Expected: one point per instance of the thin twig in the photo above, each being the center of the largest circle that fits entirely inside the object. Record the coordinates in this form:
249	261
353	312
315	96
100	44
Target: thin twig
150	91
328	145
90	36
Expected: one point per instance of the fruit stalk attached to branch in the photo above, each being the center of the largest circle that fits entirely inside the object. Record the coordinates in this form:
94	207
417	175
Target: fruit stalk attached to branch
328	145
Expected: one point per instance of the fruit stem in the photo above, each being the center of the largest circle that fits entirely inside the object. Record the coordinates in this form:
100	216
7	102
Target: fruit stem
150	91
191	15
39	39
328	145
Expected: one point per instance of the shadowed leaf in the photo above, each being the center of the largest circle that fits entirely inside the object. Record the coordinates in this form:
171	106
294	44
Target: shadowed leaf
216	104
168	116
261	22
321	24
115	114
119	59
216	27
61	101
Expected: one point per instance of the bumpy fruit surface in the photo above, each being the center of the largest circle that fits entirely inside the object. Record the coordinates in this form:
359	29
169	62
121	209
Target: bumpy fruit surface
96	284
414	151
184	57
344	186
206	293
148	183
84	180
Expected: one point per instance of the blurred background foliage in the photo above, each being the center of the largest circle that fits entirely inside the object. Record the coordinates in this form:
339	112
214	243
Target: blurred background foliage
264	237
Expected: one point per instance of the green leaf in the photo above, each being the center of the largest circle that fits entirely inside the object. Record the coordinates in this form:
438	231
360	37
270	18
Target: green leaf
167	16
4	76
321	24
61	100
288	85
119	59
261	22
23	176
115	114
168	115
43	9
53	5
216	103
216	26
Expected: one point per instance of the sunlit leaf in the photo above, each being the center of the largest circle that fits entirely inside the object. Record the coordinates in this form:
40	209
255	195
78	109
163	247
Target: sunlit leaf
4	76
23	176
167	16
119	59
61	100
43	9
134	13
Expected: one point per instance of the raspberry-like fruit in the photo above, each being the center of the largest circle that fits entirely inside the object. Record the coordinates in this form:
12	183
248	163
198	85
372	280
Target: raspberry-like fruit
--------------------------------------------------
CONSIGNE ▸
Recopiez à l'identique, s'il vous plaît, toutes les lignes du matériel ci-dessus.

RÉPONSE ATTENDUE ▸
Expected: one point per instance of the thin twig in the photo above, each being the center of the largest circle that fits entirely inside the object. Record the coordinates in this form:
249	261
353	312
315	96
100	44
Target: thin twig
150	91
328	145
90	36
Expected: one point per instance of the fruit stalk attached to branch in the photo above, each being the center of the largest circle that fits entirely inside the object. Record the coordinates in this form:
94	207
417	175
Target: fruit stalk attached to branch
328	145
Expected: one point per instance of the fruit stem in the photo above, each being the center of the largest circle that fits entirely inside the object. Record the coordinates in this form:
100	216
7	102
Target: fruit stem
150	91
191	15
39	39
328	145
Expected: one point per instance of the shadowed leaf in the photo above, each being the center of the largest circle that fits entirely inside the object. Record the coordinates in this form:
171	106
294	44
Target: shadowed leaf
216	104
168	116
261	22
321	24
115	114
119	59
216	27
61	101
Expected: one point per instance of the bumpy fruit surface in the photo above, each being the center of the largest circle that fits entirely inside the object. Record the coordinates in this form:
359	29
169	62
121	209
Target: bumpy fruit surface
96	284
414	151
184	57
344	186
206	293
148	183
84	180
Expected: one point per instance of the blurred background foliage in the photo above, each being the center of the largest circle that fits entirely inside the object. Record the coordinates in this form:
339	112
214	243
Target: blurred background foliage
264	237
Expected: one point per instance of the green leaf in the photo above, each being the center of the largest circle that fits entirely inside the object. Record the coordinates in this form:
438	231
360	37
270	18
Target: green leaf
167	16
4	76
321	24
61	100
288	85
119	59
261	22
23	176
115	114
168	115
43	9
53	5
216	103
216	26
Expected: one point per instance of the sunlit leaf in the photo above, each being the center of the largest circle that fits entirely inside the object. Record the coordinates in this form:
40	209
255	195
78	109
163	247
Target: sunlit leaf
4	76
23	176
167	16
119	59
61	100
43	9
134	13
Expected: one point per instance of the raspberry-like fruit in the photo above, each being the center of the largest circle that fits entirely inside the object. Record the coordinates in this form:
12	183
248	163
198	85
372	280
Target: raspberry-like fruit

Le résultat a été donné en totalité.